Directions for this task ▸
Could you filter the records below and return each line that holds "ring"?

The data ▸
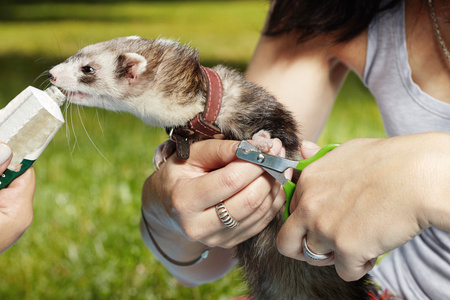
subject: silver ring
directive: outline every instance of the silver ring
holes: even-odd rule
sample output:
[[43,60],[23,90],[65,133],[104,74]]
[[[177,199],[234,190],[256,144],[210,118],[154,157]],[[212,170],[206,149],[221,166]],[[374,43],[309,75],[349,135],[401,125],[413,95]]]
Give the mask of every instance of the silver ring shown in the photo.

Output ▸
subject: silver ring
directive: outline every instance of the silver ring
Give the mask of every instance of the silver ring shown in the photo.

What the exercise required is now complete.